Written request 1: Name every person mentioned in the page about the Woodhouse lecture below.
Written request 2: Write the next passage of the page about the Woodhouse lecture below, beginning after its final sentence.

Document segment:
* * * * * * *
C. M. Woodhouse’s War in Greece in Fiction, Memoir, and History

Professor David Roessel

The Annual Archives Lecture for 2016-17 featured Professor David Roessel of Stockton University who talked about Monty Woodhouse's fictional war stories, published in One Omen (1950). After the lecture, Naijasia Thomas of Stockton University performed on stage Woodhouse's "The Saddle." The leture was attended by the U.S. Ambassador to Greece, Geoffrey Pyatt, and Mrs. Mary Pyatt.

"I have read One Omen with admiration and emotion. The book consists of twelve short stories, each complete in itself, but each contributing also to teh account of an episode in Greek Resistance... The book is based on fact; and nobody has a better claim to know the truth than Mr. Woodhouse. But since he is writing fiction and not history, he has laid the emphasis on character rather than on action..." wrote Dilys Powell in her review of the book.
* * * * * * *
Record extracts:
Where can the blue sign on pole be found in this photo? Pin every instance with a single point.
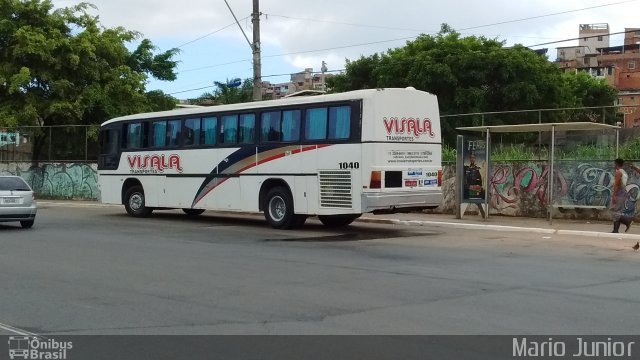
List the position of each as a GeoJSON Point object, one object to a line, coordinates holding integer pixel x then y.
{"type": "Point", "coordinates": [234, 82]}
* * * * * * *
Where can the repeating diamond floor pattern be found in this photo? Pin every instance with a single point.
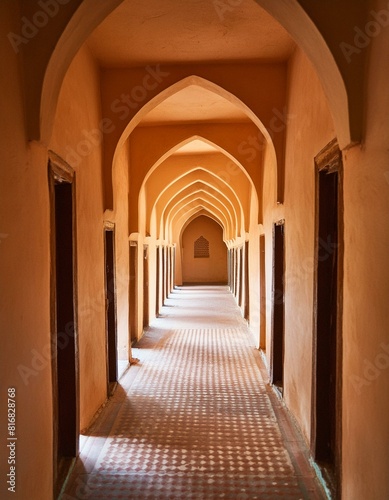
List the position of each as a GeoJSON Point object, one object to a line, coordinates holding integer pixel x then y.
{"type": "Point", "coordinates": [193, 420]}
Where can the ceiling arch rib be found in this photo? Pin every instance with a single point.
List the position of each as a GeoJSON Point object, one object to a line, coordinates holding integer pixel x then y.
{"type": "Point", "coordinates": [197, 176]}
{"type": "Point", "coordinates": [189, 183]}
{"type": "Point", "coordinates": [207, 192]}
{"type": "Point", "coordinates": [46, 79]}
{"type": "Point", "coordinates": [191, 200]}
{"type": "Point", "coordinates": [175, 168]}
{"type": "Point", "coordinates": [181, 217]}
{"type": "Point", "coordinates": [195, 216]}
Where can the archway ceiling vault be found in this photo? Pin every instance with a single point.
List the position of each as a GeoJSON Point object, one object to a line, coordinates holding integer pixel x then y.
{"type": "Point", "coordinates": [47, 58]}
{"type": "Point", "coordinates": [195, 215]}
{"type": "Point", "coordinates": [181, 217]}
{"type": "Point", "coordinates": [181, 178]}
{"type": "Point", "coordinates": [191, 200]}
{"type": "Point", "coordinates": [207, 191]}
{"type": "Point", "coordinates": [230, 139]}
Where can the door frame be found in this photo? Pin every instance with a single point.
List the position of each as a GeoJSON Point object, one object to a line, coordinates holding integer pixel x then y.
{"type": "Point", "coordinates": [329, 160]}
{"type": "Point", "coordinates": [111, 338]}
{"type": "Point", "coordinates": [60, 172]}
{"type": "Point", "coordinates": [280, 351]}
* * * * * * *
Final result 1: David Roessel, Monty (C. M.) Woodhouse, Naijasia Thomas, Geoffrey Pyatt, Mary Pyatt, Dilys Powell

Final result 2:
Historian Christopher Montague Woodhouse, 5th Baron Terrington, was born in 1917. During WW II he served in Greece. On the night of September 30th 1942, he was dropped on a mountain near Delphi. He stayed there, in contacts with all sort of resistance until after D-Day, re-entering in September 1944, as Colonel and Commander of the Allied Military Mission. Later he became Member of the British Parliament for Oxford. Woodhouse is the author of several books:

Modern Greece: A Short History - 1968
The Philhellenes - 1971
Capodistria: The Founder of Greek Independence -1973
The Struggle for Greece - 1976
Karamanlis: The Restorer of Greek Democracy - 1982
Something Ventured (autobiography) - 1982
The Rise and Fall of the Greek Colonels - 1985
George Gemistos Plethon: The Last of the Hellenes - 1986

The event is available online.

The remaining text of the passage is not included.